** START Extract **
01 - Stochastic Differential Equation - Part I

Introducing itô integrals.
quant-finance
stochastic-integrals
Author

Francois de Ryckel

Published

July 22, 2023

Modified

July 23, 2023

Function of a stochastic process \(X_t\) - Itô I

Let \(F\) be a function of a stochastic random variable \(X_t\). So \(F = F(X_t)\).

Using a Taylor expansion: \[F(X + dX) \approx F(X) + \frac{dF}{dX} \space dX + \frac{1}{2} \frac{d^2F}{dX^2} dX^2\] Using \(F(X+dX) - F(X) = dF\): \[dF = \frac{dF}{dX} \space dX + \frac{1}{2} \frac{d^2F}{dX^2} dX^2\]

Now, recall \(dX\) is a random variable with mean 0 and standard deviation \(\sqrt{t}\). Also, for small values of \(t\), we have \(\sqrt{dt} \gt dt\), hence it is of higher order than dt. Hence, we re-write the previous equation as

\[dF = \frac{dF}{dX} \space dX + \frac{1}{2} \frac{d^2F}{dX^2} dt\] Usually, we write the deterministic part of the equation first.
\[dF = \frac{1}{2} \frac{d^2F}{dX^2} \space dt + \frac{dF}{dX} \space dX \tag{1}\]

All our Stochastic Differential Equations will have in them these 2 different time steps: \(dt\) and \(\sqrt{dt}\). \[dF = \underbrace {\dots \space dt}_{deterministic-drift} + \underbrace{\dots \space dX}_{random-diffusion}\]

The integral form of this Stochastic Differential Equation is \[\int_0^t \frac{dF}{dX_\tau} \space dX_\tau = \int_0^t dF - \frac{1}{2} \int_0^t \frac{d^2F}{dX_\tau^2} \space d\tau\]

Example 1

\(F(X_t) = X^2\), where \(X_t\) is stochastic random variable. \[\frac{dF}{dX} = 2X\] \[\frac{d^2F}{dX^2} = 2\]

Hence, using the previous Equation 1 (aka itô I): \[dF = \frac{1}{2} \cdot 2 \space dt + 2X \space dX\] \[dF = dt + 2X \space dX\] Using integral form

We could integrate both side of the previous equation. \[\int_0^t dF = \int_0^t d\tau + \int_0^t 2X(\tau) d{\tau}\] \[F(t) - F(0) = t - 0 + 2 \int_0^t X(\tau) d{\tau}\] And assuming F(0) = 0: \[F(t) = t + 2 \int_0^t X_{\tau} \space d{\tau}\] \[X^2(t) = t + 2 \int_0^t X_{\tau} \space d{\tau}\]

example 2

\(F(W_t) = sin \space W_t + cos \space W_t\), where \(X_t\) is stochastic random variable. \[\frac{dF}{dW_t} = cos \space W_t - sin \space W_t\] \[\frac{d^2F}{dW_t^2} = -(sin \space W_t + cos \space W_t)\] Hence, we can now write

\[dF = - \frac{1}{2}(sin \space W_t + cos \space W_t) \space dt + (cos \space W_t - sin \space W_t) \space dW_t\]

Function of a stochastic process \((t, X(t))\) - Itô II

Let \(F\) be a function of both time \(t\) and a stochastic random variable \(X_t\). So \(F = F(t, X_t)\).
** END Extract **
> [Tasks and exercises]:
1 – In the article on stochastic differential equations, which two time steps will all the equations contain?
2 – Write the next part of the article on stochastic differential equations, starting after its last sentence.
The lines after the article on stochastic differential equations aren't needed for anything here.
** START Information provided **
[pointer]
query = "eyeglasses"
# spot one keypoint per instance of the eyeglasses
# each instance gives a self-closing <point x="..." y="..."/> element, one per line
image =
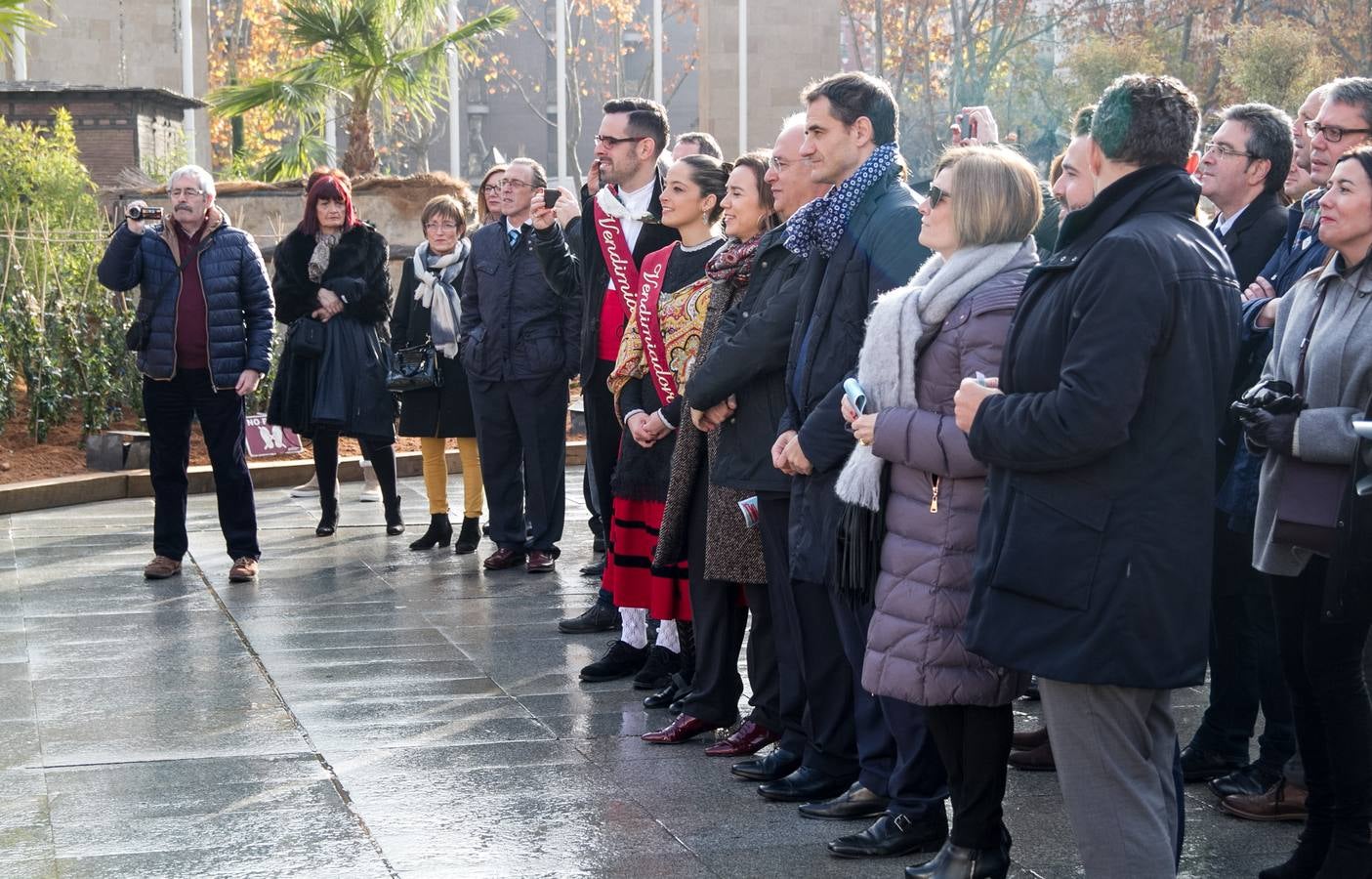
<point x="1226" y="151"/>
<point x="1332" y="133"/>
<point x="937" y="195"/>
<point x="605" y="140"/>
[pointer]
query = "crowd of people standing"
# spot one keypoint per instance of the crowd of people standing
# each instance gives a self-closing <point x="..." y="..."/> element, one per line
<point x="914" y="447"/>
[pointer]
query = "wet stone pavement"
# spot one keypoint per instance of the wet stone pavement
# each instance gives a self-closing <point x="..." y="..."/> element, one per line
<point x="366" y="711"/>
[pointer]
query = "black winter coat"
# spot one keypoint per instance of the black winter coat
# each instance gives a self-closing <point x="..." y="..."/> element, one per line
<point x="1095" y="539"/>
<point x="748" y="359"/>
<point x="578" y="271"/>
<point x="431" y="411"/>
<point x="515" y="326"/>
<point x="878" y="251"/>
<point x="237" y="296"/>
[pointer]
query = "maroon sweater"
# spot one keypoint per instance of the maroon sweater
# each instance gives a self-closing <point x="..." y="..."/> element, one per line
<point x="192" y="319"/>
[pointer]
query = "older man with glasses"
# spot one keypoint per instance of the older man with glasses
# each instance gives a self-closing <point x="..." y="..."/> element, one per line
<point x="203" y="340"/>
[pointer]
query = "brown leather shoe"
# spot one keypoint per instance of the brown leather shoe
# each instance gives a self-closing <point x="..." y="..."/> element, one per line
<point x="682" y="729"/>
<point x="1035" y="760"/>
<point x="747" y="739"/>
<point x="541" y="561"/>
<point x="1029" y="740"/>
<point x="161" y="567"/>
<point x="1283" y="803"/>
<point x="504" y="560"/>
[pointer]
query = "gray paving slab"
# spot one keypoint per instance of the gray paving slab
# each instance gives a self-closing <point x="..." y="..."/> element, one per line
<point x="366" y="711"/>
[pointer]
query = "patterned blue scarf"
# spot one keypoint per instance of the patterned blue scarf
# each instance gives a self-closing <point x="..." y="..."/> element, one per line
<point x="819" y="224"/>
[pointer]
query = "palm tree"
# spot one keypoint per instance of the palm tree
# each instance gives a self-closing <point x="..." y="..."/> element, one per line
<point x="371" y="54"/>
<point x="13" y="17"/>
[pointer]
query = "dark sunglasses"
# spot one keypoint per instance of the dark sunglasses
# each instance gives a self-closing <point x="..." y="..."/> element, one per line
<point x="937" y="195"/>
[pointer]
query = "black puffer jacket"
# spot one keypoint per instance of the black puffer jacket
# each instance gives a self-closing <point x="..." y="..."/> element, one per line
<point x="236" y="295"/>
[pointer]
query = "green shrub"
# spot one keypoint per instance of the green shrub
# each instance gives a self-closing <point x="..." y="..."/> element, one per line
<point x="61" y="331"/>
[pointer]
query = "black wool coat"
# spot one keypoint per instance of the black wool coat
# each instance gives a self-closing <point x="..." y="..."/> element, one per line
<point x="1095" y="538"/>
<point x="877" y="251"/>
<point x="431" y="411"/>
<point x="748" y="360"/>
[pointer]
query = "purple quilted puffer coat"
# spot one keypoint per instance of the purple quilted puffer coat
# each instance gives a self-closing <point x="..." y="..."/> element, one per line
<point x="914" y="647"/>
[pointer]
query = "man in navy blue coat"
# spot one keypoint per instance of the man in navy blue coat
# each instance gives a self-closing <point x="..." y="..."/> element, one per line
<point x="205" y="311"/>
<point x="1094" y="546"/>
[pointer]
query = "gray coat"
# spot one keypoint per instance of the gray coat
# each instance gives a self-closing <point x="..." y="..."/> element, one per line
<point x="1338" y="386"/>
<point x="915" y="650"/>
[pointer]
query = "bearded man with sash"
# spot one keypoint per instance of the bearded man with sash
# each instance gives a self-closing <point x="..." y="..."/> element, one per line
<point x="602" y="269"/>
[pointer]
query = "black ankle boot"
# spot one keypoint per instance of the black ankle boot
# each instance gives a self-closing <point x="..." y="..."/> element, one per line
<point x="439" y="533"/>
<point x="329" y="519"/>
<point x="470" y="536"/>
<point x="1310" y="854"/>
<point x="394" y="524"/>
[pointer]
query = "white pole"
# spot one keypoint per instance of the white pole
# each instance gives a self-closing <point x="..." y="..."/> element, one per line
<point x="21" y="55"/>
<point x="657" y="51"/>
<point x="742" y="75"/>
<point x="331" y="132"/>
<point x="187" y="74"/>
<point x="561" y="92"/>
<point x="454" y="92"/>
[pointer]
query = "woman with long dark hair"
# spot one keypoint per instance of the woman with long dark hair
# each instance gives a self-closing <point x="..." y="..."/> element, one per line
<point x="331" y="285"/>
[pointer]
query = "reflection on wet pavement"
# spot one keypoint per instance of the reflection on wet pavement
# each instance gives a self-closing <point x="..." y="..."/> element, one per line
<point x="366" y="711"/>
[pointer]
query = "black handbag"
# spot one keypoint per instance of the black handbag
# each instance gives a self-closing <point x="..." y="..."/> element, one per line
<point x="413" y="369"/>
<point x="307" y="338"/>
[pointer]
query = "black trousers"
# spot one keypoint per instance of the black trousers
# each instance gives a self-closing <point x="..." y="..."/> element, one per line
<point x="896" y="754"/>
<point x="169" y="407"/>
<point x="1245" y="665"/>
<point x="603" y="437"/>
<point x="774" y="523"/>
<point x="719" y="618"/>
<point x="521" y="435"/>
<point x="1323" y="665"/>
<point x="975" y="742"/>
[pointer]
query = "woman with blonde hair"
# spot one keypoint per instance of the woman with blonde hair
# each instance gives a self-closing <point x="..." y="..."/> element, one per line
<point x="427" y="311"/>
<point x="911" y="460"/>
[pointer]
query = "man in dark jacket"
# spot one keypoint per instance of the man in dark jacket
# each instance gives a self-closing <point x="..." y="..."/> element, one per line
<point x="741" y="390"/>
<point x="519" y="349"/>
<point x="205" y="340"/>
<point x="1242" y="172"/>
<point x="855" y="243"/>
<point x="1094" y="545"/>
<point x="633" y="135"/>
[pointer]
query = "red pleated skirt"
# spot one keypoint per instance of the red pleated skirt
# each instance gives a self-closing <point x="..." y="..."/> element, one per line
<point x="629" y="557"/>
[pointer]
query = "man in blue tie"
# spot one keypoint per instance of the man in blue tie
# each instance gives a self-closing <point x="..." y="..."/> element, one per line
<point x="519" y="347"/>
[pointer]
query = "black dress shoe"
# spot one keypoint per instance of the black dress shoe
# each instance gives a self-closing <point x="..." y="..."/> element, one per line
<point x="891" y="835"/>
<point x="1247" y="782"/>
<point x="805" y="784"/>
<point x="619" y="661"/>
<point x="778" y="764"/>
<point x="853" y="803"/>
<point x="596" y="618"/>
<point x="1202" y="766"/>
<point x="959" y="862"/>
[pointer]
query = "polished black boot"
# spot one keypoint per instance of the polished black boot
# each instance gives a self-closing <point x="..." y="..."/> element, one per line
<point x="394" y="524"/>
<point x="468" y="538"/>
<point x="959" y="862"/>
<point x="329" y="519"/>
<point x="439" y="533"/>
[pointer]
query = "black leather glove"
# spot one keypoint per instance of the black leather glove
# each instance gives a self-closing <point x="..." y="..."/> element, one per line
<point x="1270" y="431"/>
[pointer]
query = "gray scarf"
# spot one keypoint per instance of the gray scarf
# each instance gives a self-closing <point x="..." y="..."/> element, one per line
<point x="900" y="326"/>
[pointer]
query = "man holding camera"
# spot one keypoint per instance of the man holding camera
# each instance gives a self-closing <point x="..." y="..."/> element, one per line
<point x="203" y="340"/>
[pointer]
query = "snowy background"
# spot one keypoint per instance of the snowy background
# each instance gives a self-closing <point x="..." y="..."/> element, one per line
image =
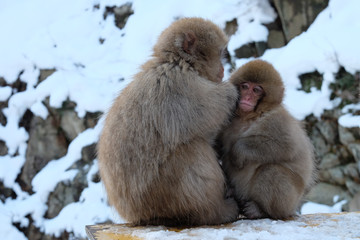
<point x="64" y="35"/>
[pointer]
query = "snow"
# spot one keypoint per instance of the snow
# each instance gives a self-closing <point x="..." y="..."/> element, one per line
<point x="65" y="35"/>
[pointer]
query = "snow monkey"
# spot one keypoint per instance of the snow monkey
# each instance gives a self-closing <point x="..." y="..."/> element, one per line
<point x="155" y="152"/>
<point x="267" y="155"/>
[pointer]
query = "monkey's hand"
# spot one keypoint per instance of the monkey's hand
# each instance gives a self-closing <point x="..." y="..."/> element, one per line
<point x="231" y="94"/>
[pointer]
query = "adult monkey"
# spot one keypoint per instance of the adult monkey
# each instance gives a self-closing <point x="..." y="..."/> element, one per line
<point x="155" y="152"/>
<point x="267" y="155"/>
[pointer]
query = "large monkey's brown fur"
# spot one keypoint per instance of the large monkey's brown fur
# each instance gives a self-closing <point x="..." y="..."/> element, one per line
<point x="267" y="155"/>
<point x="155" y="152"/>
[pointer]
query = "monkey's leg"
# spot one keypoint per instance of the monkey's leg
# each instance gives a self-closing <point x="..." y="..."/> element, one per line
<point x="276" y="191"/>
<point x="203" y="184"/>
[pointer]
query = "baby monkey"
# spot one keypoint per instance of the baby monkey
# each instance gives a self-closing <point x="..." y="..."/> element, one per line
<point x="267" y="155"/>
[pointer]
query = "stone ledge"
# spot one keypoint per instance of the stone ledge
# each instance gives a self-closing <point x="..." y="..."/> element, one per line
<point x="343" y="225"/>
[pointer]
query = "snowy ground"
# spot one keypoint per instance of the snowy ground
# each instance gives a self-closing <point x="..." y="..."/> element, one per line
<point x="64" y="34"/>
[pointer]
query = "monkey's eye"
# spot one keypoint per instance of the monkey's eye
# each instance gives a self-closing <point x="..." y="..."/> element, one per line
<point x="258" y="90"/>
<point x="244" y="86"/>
** END Information provided **
> [Answers per task]:
1 – They will contain dt and √dt.

2 –
Using a Taylor expansion: \[F(t + dt, X + dX) \approx F(t, X) + \frac{\partial F}{\partial t} \space dt + \frac{\partial F}{\partial X} \space dX + \frac{1}{2} \frac{d^2F}{dX^2} dX^2\] Using \(F(t + dt, X+dX) - F(t, X) = dF\) and factoring the \(dt\) and recall \(dX^2=dt\):

\[dF = \left( \frac{\partial F}{\partial t} + \frac{1}{2} \frac{\partial ^2F}{\partial X^2} \right) dt + \frac{\partial F}{\partial X} dX \tag{2}\]

We can transform this Stochastic Differential Equation (SDE) into an itô integral.

\[\int_0^t \frac{\partial F}{\partial X_\tau} dX_\tau = \int_0^t dF - \int_0^t \left( \frac{\partial F}{\partial \tau} + \frac{1}{2} \frac{\partial ^2F}{\partial X_\tau^2} \right) d\tau\] \[\int_0^t \frac{\partial F}{\partial X_\tau} dX_\tau = F(t, X_t) - F(0, X_0) - \int_0^t \left( \frac{\partial F}{\partial \tau} + \frac{1}{2} \frac{\partial ^2F}{\partial X_\tau^2} \right) d\tau \tag{3}\]

Example 3

Express \(\int_0^t \left( \tau + W_\tau \right) dW_\tau\)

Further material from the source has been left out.